## Material supplied
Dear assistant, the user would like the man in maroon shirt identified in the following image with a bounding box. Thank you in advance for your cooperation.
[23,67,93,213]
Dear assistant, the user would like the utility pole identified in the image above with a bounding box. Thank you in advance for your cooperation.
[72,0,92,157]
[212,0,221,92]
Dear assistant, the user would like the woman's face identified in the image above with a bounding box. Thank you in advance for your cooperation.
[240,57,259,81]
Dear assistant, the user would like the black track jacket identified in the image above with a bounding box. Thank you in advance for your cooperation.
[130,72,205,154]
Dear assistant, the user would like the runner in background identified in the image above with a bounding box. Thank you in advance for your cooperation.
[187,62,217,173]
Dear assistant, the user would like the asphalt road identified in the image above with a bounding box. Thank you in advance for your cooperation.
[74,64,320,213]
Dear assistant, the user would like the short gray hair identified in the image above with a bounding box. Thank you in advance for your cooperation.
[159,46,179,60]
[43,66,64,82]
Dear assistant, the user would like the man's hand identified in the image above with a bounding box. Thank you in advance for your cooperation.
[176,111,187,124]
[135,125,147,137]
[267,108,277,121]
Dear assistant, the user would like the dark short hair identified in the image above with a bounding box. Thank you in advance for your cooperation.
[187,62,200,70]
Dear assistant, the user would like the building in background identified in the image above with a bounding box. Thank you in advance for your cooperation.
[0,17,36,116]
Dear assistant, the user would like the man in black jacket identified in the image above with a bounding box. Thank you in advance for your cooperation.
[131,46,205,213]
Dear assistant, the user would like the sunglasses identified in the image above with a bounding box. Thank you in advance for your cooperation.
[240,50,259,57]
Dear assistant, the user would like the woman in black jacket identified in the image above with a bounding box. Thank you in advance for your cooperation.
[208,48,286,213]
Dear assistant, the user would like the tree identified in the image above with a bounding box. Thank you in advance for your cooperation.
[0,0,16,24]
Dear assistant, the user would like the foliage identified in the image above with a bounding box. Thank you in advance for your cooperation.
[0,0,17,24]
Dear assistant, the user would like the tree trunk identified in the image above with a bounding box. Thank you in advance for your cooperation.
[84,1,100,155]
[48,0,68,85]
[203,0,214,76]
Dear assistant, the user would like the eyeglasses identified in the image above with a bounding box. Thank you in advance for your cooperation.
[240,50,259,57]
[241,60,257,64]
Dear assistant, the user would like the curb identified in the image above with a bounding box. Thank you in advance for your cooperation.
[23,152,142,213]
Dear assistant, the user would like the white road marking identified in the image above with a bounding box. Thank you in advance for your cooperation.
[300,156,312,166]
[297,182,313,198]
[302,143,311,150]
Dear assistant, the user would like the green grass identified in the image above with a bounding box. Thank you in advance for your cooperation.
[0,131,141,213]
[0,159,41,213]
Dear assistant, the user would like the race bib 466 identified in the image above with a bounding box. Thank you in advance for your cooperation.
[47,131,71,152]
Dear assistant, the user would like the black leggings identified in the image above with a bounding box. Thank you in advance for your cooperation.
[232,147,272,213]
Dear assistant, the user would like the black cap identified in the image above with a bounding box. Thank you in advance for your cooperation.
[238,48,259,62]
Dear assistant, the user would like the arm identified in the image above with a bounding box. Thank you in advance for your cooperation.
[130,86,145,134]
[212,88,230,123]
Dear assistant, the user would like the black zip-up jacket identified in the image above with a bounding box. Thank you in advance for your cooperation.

## What to produce
Copy the rows above word for word.

## Correct response
Dear assistant, the user would like the man in maroon shirt identified in the following image with a bounding box. Thank you in advance for your cooperation.
[23,67,93,213]
Dear assistant, the user would like the utility pole identified in the image above with a bounding box. Thank you in advance for your cooperation.
[72,0,92,157]
[212,0,221,92]
Dear assistant, the user would like the woman's face identified in the image above with a bounding box. Thank you in advance for your cooperation.
[240,57,259,81]
Dear assistant, the user would like the black track jacket identified in the image above with a bounding box. Thank you in advance for your cooperation.
[130,72,205,154]
Dear assistant, the user would like the runner in background identified in the image above with a bounding box. Thank you in advance for your cooperation.
[187,62,217,173]
Dear assistant, the user would like the asphalt road identified in the image above with a bounding box. Thank you in advance for your cooperation.
[74,64,320,213]
Dear assistant, the user would like the short gray hair identified in the image above with a bounding box. Thank you in advance for your cooperation.
[159,46,179,60]
[43,66,64,82]
Dear assistant, the user would like the man's hand identified in the image above with a bounding box. Thank you in advance for your cooperation.
[176,111,187,124]
[135,125,147,137]
[267,108,277,121]
Dear assistant, the user would like the dark short hair identified in the image above with a bounding box. Thank you in advance for your cooperation.
[187,62,200,70]
Dear assistant, the user would like the building in background identified in the image above with a bounding box. Thank you in advance for your cooperation.
[0,17,36,116]
Dear assistant, the user would like the man in black jacket identified in the image above with a bounding box. Thank you in advance for your cooperation.
[131,46,205,213]
Dear assistant, the user would like the sunglasses identified in the image above with a bounding box. Thank you in advance for your cooperation.
[240,50,259,57]
Dear assistant, the user would like the woman in black jacket identified in the image above with a bounding box. Thank you in advance for your cooperation.
[208,48,286,213]
Dear assistant, the user would like the tree identified in the image above with a bounding box. Thank you in advance for your cooperation.
[0,0,16,24]
Dear assistant, the user would like the foliage identified in the image above with a bounding box. Thank you in advance for your cooperation.
[0,0,17,24]
Dear assistant, the user would like the tree trunk identified in the image above with a bounding box. Thank you in advance for your cooperation.
[84,1,100,155]
[48,0,68,85]
[203,0,214,76]
Dear assistant, the user would like the eyeglasses identified in the image above with a bounding box. Thank you in advance for your cooperation.
[240,50,259,57]
[241,60,257,64]
Dear assistant, the user would like the curb identified in the image above with a bounding box. Thank you in advance for your cooperation.
[23,152,142,213]
Dear assistant, the user would like the white road marking identified in the image above with a bounding box. Thank you in advance for your cooperation.
[300,156,312,166]
[297,182,313,198]
[302,143,311,150]
Dear assistant, the user would like the green grass identified in the image above with a bounding box. Thank you in advance for your cooperation.
[0,131,141,213]
[0,159,41,213]
Dear assistant, the user would like the race bib 466 identified in the image above with a bounding box. Thank you in advance for your cooperation.
[47,131,71,152]
Dear assistant, the user would like the black leggings identified in the image above with a bounding box. Thank you in advance for your cooperation.
[232,147,272,213]
Dear assistant, the user would like the black cap identified in the image above with a bounding box. Thank you in advance for your cooperation.
[238,48,259,62]
Dear assistant, the user would like the arm identified in the image above with a bounding box. Thank you in advance for your cooperation.
[130,86,145,134]
[212,88,230,123]
Dear assistant, the user would like the black zip-up jacket identified in the image above with a bounding box. Thank you in advance for your cooperation.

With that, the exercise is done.